■ FRAGMENTO ■
Lloré por Lucas como por nadie en mi vida, deseé cruzarme con él como luego no he deseado nada, preparé mis palabras con él como si de ello dependiera continuar viva. Ahora no recuerdo por qué lloraba, ni para qué pretendía cruzarme con él, ni mucho menos de qué hablamos, las pocas veces que lo hicimos. Pero sí esa emoción agotadora, extenuante, la felicidad pura rozada con los dedos. Lucas, o más bien, el fantasma de Lucas que yo adoraba, me preparó para amueblar mi corazón para otras pasiones y para otras decepciones, que ya nunca serían tan intensas, ni tan amargas. Día a día, cuando me giraba en la clase para mirarle de reojo, mientras fingía buscar algo en mi mochila, aprendía a tener paciencia, a contener mis latidos, a experimentar el goce del que hablaban los poetas, y los músicos, y las canciones.

Luego aquello se desvaneció, porque mi carácter no soporta no obtener lo que busca por demasiado tiempo. En eso mi hija se parece a mí, arde pero pronto se convierte en una ceniza más resignada y más sensata.

¿Por qué dejé de quererle? ¿Qué pasó para que llegara otro, y otro luego, y después mi marido, que nada tiene que ver con Lucas, y al que a veces amo con la sombra de aquella intensidad, y otras miro con absoluta indiferencia, como si fuera una parte de mi cuerpo que no acaba de complacerme?

■ FILAS APORTADAS ■
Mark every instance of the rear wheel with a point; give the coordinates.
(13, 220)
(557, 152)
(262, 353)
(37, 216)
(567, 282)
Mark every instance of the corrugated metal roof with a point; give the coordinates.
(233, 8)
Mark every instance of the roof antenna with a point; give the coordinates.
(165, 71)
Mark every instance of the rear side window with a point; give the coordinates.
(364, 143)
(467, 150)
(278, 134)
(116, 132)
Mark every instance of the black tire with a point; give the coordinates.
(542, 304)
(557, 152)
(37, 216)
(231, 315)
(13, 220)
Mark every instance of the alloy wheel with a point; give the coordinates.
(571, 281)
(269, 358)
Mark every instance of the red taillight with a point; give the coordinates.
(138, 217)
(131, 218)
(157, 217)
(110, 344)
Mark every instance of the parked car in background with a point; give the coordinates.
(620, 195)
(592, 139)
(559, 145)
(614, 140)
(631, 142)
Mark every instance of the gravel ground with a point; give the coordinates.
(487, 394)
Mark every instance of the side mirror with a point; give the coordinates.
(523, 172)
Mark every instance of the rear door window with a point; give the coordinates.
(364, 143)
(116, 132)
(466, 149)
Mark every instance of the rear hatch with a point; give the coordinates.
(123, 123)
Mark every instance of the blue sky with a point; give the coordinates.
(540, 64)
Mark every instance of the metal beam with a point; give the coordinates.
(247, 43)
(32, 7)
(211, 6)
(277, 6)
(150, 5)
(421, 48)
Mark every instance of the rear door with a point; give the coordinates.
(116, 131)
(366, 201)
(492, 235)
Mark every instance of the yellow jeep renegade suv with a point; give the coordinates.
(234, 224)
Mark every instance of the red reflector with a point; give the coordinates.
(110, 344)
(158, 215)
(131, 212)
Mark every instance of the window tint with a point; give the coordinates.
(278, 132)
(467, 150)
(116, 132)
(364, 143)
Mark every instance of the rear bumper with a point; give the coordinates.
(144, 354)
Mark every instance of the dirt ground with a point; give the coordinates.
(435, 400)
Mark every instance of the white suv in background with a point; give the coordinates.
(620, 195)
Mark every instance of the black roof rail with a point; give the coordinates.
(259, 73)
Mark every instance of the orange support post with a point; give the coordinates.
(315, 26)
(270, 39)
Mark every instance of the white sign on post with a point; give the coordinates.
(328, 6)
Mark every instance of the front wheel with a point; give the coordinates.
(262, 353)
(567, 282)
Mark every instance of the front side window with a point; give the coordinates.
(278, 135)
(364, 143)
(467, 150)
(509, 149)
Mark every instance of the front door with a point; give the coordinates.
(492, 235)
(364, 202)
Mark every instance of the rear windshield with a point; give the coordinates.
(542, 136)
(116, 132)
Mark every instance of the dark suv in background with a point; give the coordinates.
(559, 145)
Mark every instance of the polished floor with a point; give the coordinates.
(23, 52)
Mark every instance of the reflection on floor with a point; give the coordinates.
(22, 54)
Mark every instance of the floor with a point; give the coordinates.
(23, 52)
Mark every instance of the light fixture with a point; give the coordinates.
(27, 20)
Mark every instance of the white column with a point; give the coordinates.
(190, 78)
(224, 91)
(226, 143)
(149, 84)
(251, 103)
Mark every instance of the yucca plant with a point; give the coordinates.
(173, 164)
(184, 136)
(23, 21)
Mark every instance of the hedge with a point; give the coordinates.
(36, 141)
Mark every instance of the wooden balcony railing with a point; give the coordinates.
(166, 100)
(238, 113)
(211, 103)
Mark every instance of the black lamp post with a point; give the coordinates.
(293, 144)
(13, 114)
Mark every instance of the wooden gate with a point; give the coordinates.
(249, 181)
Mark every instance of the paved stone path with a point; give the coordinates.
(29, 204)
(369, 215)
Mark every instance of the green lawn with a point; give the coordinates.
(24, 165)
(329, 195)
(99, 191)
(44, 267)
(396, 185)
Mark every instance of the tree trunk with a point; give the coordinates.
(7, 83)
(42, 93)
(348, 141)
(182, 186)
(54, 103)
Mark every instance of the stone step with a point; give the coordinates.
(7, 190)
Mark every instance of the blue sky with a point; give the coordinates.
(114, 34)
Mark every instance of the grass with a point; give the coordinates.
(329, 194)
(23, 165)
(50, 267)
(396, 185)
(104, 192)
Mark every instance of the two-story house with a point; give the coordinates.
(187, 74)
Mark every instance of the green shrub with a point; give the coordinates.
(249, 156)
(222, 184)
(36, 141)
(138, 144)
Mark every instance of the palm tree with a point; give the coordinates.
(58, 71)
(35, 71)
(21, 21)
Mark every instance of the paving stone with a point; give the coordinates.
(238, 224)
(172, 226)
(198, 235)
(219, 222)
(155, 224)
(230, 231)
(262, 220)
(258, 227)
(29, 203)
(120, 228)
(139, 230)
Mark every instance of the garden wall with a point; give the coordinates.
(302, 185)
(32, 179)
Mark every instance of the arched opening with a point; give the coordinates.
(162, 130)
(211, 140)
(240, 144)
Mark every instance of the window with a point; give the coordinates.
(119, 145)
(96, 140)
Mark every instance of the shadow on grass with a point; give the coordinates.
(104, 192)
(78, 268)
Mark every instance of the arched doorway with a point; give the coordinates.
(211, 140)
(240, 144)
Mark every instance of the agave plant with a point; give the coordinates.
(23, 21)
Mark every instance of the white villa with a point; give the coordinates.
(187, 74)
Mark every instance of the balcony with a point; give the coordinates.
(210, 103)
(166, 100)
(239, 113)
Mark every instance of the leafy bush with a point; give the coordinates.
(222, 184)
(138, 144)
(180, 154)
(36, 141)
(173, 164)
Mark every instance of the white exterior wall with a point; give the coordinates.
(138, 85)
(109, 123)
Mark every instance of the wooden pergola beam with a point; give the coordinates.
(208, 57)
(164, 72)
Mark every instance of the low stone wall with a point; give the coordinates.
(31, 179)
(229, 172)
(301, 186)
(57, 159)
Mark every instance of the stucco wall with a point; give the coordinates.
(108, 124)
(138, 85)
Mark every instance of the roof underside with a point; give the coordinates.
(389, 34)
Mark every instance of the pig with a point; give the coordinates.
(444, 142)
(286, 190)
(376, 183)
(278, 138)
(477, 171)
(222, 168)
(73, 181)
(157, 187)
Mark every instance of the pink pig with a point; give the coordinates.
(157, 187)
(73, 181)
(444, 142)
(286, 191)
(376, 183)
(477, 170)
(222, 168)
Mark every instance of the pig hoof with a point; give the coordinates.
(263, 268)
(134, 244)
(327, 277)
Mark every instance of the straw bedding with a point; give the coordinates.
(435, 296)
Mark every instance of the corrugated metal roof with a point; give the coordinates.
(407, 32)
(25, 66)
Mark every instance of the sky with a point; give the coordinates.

■ CONSIGNA ■
Escribe la continuación del fragmento sobre el amor por Lucas, empezando justo después de su última oración. Las filas son material aparte y no guardan relación con el fragmento.

■ RESULTADO ■
Veo a la niña y creo que, sin contarle nada de esto, podría aún preparar un reencuentro con su complicidad. Ella no sabe, pero intuye algo, sueña todo, adivina lo venidero. Ella es mi cómplice, mi amiga, la carne que hemos modelado su padre y yo lo mejor que hemos sabido. Le emocionaría escogerme un vestido (ya se le ha pasado la pasión por el rosa, sería azul, o negro, acaba de descubrir el negro y ya ha comenzado a pintarse las uñas de muerto), y peinarme para probar cómo me queda un recogido, y acompañarme a que me pruebe zapatos, que le fascinan. Soy su muñeca, a veces, (todos lo somos, incluido su hermano, el pobre, al que tortura con el infinito esmero que solo despliegan las hermanas mayores con los cachorros que aman) y esta sería su obra maestra, como ella es la mía.

–Tienes, tienes, tienes. ¡Mamá! Tienes.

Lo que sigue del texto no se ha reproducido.